10 de novembro de 2012 CASA GERAL

?Evangeliza-se, principalmente, por contágio… Evangelizar com a vida

Esta entrevista foi realizada por José Manuel Vidal e publicada, em 29 de outubro de 2012 em periodista digital.com, em espanhol. Nela o Ir. Emili fala sobre sua participação no Sínodo dos Bispos, como auditor. O Sínodo aconteceu no Vaticano, de 7 a 28 de outubro de 2012 e teve como tema "A nova evangelização para a transmissão da fé cristã”.

José Manuel Vidal: O que sentiu neste Sínodo que foi quase um miniconcílio?

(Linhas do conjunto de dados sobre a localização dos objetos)

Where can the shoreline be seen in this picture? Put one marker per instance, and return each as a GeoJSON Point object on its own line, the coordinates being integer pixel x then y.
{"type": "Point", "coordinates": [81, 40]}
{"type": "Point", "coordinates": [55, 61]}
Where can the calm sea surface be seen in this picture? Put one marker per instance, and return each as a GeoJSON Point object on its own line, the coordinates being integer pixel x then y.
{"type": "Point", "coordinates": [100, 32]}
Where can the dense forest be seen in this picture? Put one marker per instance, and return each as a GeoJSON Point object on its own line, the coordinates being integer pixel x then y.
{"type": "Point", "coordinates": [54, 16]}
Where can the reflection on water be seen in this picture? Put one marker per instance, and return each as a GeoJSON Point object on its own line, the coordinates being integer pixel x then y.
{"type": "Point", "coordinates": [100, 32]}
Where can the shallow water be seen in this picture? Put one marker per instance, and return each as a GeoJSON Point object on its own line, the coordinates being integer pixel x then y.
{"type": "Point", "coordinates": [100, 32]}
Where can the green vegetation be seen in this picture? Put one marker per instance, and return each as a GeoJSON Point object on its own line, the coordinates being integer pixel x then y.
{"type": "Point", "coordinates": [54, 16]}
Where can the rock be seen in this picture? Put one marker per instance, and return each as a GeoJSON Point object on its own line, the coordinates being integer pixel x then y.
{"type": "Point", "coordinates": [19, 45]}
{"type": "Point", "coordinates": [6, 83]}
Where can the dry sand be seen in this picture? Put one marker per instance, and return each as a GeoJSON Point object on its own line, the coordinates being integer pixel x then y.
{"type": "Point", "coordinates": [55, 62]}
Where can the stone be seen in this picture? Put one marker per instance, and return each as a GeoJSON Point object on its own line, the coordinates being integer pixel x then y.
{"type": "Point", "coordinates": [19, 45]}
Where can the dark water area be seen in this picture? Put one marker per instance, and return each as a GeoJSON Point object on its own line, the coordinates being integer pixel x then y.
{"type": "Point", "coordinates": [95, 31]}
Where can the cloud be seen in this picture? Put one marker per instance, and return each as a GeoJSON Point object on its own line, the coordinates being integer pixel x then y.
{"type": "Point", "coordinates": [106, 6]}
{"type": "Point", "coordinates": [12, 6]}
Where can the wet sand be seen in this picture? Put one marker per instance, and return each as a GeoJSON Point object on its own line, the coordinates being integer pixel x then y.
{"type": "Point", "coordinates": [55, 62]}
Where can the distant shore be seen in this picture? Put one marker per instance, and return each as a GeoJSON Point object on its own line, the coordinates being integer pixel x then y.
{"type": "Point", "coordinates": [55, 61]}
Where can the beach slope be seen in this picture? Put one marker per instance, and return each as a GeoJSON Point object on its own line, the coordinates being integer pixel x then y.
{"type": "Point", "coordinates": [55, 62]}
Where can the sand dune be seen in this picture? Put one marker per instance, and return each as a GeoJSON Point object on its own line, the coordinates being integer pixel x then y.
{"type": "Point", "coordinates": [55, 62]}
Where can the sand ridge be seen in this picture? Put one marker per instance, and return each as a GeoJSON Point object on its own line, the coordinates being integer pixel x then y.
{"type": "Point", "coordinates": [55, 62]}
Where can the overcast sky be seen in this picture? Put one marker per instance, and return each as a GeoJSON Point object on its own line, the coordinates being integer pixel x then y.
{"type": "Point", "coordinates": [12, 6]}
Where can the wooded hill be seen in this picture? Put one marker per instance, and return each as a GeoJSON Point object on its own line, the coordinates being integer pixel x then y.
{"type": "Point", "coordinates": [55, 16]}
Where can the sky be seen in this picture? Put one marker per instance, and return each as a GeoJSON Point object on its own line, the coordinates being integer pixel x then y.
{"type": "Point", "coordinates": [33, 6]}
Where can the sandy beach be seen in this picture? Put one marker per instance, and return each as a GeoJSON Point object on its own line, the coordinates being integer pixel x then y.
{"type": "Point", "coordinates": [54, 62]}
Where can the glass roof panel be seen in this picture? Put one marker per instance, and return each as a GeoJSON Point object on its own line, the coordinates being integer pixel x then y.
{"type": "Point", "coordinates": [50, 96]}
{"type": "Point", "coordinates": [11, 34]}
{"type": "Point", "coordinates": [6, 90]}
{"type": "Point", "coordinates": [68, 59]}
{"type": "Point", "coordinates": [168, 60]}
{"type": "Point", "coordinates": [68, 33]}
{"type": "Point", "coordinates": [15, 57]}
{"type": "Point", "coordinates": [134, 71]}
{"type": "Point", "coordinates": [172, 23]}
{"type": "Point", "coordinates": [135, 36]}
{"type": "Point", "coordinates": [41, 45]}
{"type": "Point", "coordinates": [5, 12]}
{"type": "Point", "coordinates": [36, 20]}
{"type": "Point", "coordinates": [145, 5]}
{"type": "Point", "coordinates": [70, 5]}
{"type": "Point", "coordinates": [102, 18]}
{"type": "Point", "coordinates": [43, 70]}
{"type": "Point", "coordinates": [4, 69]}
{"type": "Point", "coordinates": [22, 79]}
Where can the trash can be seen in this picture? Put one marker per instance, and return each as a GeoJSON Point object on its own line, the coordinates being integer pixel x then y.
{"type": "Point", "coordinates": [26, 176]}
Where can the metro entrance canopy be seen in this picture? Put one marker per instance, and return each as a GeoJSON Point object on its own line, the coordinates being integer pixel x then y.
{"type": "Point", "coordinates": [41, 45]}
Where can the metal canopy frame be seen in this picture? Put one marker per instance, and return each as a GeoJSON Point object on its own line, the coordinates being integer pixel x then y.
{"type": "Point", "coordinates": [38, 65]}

» **O que fazer**:
Indique se cada afirmação abaixo está de acordo com a fonte, respondendo sim ou não e citando literalmente as palavras que decidem a resposta.
1. A entrevista foi publicada em espanhol.
2. O Sínodo realizou-se no Vaticano, de 7 a 28 de outubro de 2012.
3. O Ir. Emili participou do Sínodo na qualidade de bispo.

» **Resultado da tarefa**:
1. Sim: "em periodista digital.com, em espanhol"
2. Sim: "O Sínodo aconteceu no Vaticano, de 7 a 28 de outubro de 2012"
3. Não: "sua participação no Sínodo dos Bispos, como auditor"